(Page extract):
┏━━

For some afternoon delight, make your way to The Juice Bar at 12 Broad Street. There is so much goodness to choose from at this treasured ice cream shop near Steamship Wharf. A green menu on the front door lists all the flavors for homemade ice cream, frozen yogurt and fresh juices. More than 50 homemade ice cream flavors are available each day, like peppermint stick, the green monster and local blackberry. Get there in the late afternoon for a warm waffle cone with a scoop of your favorite flavor – I destroyed the green monster (mint ice cream with cookie dough). Not far away on the harbor is Cru. Found at 1 Straight Wharf, this stylish hot spot, right on the water offers expansive raw bar options and cooked seafood fare. This is the place for perfectly shucked oysters, chilled white wine and top notch views. Nearby at 6 Harbor Square is the Straight Wharf Restaurant. The best place for fresh caught seafood served with a harbor view is the deck of this popular restaurant featuring New American cuisine. Start with iced oysters with lemon granita, then move on to the restaurant’s very own clambake: buttered lobster, sweet corn, chorizo, potatoes and littleneck clams. Note: be sure to save room for dessert, the walnut pie brownie (Cape Cod cranberries, maple brown butter ice cream and kumquat) is divine.
For dinner, head to The Proprietors at 9 India Street in Nantucket Town. Creative, globally inspired cooking and fine cocktails are all the rage at this restaurant and bar that proudly flaunts local farm to table fare. Your eyes may be bigger than your belly when reading the small plates focused menu: the housemade charcuterie is a solid choice, as are kimchi pancakes, roasted bone marrow and hamachi crudo. The cocktail menu shines with concoctions like a barrel aged white Negroni, and a house bottled gin and tonic made with toasted rice and green tea infused Japanese gin. The beer and wine selections are equally impressive. Note: the restaurant does a superb Sunday brunch. Next door at 5 India Street is the excellent Company of the Cauldron. A splendid choice for a romantic dinner, this intimate restaurant has attentive service and top rated food. It offers only reserved seating times and four course prix fixe dinners, with the likes of rosemary skewered shrimp followed by beef tournedos. As chef Joseph Keller (brother of renowned chef Thomas Keller) concentrates his magic on just one menu each evening, it’s done to perfection. Note: book well in advance. Located out in Siasconset at 9 New Street is Chanticleer Restaurant & Gardens. Eating here is a fully realized dining experience. This lovely restaurant is set in a whimsical garden setting and chef Jeff Worster’s menu of New England inspired seasonal cuisine is superb, featuring everything from roasted Vermont chicken to an upscale take on an old school patty melt. Reservations are highly recommended. Note: call ahead in May, June and October as the restaurant’s hours might vary. Also in Siasconset, at 8 Main Street is Sconset Cafe. This place is a village institution for its laid back style as much as for its delish crab cakes. Pick up a bottle of wine at the store next door and enjoy it with your meal. Note: the restaurant is byob and reservations are recommended.

┗━━

(Tasks):
1. Translate this sentence from the dining guide into Spanish: "Nearby at 6 Harbor Square is the Straight Wharf Restaurant."
2. List every street address given in the dining guide.

Excerpts of pointing data
┏━━

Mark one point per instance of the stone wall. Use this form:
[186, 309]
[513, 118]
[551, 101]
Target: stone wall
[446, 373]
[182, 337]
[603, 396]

┗━━

(Complete answers):
1. Cerca, en el 6 de Harbor Square, se encuentra el Straight Wharf Restaurant.

2.
- 12 Broad Street
- 1 Straight Wharf
- 6 Harbor Square
- 9 India Street
- 5 India Street
- 9 New Street
- 8 Main Street